*Problem requirements:* Condense the paragraph in the excerpt on Alexander's military colonies that begins "Gruzino did not merely impress Alexander" into a short bulleted list of its main facts.

Segment Start: Excerpt

The Island Temple 1822
Gruzino did not merely impress Alexander; it launched him on a large-scale utopia of his own. He decided to found a whole series of military colonies all over Russia, modelled on Gruzino. They would constitute islands of neatness and order among the great Russian sea of squalor. Using Arakcheev's methods, he would gradually reform the entire Russian countryside, taking soldiers from the barracks and transforming them into skilled soldier-peasants. If the system was set up on a sufficiently large scale, the colonies would provide all the soldiers Russia needed to defend its borders, so conscription could be abolished. At the same time the colonies would produce everything the soldiers needed, so the peace-time army would be self-supporting. The Tsar explained his ideas to Arakcheev, put him in charge of the scheme and told him to get to work immediately.

Over the next five years 90 battalions were settled in colonies in Novgorod Province, 12 in Mogilev, 36 in Ukraine and 240 squadrons of cavalry in three settlements in the south. The colonies included 750,000 men, women and children, completely cut off from the rest of the country -towns, roads, ministries, taxes, police, courts everything. This huge exercise in social engineering had two crippling characteristics: fraudulence and cruelty. In theory, after receiving initial large scale state subsidies, the system was self-supporting and even profitable. By 1826 Arakcheev boasted he had a 'capital' of 32 million roubles and construction gangs numbering some 30,000 men. But these were slave labourers, and the investment funds themselves were raised by heavy taxation within the colonies, supplemented by heavy fines for 'offences', the sale of liquor licences and other privileges. Moreover, the state funds were poured into the system in a variety of concealed ways and it is likely that the entire scheme was run at an immense loss, not unlike the state farm collectives and industries set up in Russia a century later.

Segment End: Excerpt
Segment Start: Data extract

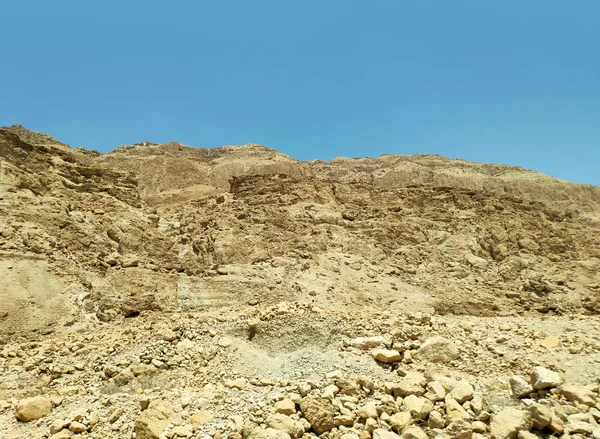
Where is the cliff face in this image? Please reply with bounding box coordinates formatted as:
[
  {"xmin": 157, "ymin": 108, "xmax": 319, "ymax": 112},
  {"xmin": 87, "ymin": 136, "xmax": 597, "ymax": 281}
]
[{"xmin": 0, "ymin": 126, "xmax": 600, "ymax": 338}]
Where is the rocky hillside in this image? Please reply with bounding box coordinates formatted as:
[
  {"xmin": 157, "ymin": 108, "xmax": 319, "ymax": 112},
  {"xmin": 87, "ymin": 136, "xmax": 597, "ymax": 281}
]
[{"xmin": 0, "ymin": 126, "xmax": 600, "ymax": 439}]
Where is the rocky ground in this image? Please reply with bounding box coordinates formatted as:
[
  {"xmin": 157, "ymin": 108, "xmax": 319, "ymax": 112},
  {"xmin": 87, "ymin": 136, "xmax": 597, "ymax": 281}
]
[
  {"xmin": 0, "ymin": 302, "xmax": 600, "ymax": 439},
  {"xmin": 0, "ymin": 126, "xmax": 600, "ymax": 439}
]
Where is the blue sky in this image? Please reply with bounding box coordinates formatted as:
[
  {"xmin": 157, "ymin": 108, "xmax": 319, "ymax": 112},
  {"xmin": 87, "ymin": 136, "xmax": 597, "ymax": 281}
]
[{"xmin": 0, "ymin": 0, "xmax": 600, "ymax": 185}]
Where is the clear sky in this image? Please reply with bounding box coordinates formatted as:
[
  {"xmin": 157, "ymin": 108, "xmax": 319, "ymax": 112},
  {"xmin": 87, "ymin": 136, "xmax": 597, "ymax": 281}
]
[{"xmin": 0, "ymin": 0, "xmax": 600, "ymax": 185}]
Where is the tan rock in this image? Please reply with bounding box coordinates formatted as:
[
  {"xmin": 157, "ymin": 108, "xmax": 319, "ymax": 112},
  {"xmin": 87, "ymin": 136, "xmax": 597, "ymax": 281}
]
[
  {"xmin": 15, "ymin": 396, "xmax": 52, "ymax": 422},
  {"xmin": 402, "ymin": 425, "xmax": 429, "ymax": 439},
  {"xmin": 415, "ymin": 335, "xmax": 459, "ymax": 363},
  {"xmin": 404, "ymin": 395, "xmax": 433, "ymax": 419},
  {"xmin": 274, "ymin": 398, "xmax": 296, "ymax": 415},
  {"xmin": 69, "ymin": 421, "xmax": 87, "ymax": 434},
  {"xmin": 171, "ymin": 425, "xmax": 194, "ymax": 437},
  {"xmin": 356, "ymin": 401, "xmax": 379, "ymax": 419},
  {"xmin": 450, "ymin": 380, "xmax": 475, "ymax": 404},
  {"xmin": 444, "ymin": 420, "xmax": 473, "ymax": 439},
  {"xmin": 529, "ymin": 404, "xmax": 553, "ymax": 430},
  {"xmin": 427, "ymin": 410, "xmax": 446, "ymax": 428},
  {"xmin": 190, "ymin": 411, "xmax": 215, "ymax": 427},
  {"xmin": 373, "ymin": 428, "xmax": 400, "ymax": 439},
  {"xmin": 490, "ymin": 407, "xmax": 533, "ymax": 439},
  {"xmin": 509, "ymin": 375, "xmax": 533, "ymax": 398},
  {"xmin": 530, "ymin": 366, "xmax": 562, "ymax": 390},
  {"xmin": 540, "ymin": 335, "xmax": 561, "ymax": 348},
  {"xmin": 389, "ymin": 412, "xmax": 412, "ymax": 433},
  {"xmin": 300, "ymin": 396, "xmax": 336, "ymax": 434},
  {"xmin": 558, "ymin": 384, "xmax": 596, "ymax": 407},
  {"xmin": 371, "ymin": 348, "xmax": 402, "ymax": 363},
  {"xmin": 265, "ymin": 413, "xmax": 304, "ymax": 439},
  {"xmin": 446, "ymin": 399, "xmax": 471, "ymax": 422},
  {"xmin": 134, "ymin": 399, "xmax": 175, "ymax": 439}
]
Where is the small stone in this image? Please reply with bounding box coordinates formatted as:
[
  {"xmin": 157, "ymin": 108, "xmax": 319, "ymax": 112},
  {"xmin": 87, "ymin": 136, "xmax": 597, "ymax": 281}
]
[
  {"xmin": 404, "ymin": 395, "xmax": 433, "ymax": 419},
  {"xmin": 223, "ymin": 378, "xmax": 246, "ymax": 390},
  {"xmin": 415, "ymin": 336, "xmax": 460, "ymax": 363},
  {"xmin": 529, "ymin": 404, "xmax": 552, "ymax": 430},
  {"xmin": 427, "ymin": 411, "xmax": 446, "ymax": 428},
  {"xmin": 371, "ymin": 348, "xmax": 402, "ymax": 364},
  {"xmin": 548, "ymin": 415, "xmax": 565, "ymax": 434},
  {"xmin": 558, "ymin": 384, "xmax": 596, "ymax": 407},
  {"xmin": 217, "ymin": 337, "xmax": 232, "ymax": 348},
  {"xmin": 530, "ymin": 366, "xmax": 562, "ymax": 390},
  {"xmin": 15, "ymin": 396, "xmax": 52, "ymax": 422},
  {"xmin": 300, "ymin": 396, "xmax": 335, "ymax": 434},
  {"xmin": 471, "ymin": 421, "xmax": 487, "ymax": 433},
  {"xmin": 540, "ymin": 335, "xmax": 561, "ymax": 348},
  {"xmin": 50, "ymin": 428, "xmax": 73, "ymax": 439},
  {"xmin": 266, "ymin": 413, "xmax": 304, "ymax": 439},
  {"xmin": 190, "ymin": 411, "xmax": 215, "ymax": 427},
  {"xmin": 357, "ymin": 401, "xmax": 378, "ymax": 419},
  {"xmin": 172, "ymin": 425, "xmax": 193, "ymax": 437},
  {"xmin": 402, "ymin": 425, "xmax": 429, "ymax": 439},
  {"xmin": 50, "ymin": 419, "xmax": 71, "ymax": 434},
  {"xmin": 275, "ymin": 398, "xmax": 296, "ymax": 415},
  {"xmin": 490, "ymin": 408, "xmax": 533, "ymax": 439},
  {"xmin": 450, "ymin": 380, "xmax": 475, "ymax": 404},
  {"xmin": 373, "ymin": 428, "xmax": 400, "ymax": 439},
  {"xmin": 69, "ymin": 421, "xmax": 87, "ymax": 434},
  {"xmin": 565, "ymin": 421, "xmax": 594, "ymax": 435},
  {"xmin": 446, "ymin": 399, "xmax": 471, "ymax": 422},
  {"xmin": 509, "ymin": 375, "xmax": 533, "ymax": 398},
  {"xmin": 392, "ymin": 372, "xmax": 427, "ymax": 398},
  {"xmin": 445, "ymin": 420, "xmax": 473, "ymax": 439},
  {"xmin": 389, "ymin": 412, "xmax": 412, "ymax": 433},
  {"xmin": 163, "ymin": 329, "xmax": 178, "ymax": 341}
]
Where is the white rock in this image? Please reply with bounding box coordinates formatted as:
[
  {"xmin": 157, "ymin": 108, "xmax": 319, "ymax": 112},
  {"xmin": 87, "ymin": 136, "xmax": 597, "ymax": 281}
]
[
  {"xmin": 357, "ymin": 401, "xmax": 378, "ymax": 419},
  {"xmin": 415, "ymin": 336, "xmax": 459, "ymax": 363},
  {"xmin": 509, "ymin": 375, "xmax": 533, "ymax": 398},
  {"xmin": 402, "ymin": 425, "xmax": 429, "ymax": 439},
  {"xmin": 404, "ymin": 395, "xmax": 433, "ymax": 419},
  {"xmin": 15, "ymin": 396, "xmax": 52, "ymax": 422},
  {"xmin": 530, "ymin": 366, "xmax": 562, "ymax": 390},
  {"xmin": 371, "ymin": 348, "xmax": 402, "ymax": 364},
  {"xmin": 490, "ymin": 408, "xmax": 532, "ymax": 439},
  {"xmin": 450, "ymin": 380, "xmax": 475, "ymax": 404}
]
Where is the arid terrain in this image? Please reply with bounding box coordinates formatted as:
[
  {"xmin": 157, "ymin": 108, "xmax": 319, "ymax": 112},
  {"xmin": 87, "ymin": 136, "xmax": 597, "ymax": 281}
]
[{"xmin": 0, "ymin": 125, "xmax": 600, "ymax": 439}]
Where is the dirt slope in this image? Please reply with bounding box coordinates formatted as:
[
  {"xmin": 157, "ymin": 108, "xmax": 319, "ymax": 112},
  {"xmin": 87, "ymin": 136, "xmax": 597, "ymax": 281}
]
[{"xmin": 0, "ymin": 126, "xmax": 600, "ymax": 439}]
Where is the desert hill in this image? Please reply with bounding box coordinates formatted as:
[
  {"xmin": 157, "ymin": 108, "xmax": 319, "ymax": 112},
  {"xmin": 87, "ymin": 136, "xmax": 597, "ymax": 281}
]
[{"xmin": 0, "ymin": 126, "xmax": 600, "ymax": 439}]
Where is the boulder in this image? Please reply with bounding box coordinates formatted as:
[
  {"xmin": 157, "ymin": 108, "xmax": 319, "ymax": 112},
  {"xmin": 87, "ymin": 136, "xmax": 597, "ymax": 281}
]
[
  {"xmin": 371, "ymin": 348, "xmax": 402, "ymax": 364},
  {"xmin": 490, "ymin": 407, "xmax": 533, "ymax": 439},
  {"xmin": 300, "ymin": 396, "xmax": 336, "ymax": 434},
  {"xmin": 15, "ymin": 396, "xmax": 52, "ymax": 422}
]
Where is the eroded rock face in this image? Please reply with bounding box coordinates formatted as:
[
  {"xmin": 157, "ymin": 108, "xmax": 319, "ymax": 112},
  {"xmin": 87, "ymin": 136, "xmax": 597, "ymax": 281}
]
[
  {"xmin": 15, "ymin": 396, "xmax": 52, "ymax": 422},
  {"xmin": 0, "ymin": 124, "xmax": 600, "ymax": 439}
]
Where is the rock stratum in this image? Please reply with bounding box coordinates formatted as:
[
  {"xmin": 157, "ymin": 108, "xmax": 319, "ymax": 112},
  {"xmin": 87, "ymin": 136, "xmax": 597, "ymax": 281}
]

Segment End: Data extract

*Solution to this problem:*
- Gruzino inspired Alexander to plan a series of military colonies across Russia, modeled on it.
- The colonies were meant to be islands of neatness and order that would gradually reform the Russian countryside using Arakcheev's methods.
- Soldiers would be taken from the barracks and turned into skilled soldier-peasants.
- On a large enough scale, the colonies would supply all the soldiers Russia needed, so conscription could be abolished.
- The colonies would also produce everything the soldiers needed, making the peacetime army self-supporting.
- The Tsar put Arakcheev in charge and told him to start immediately.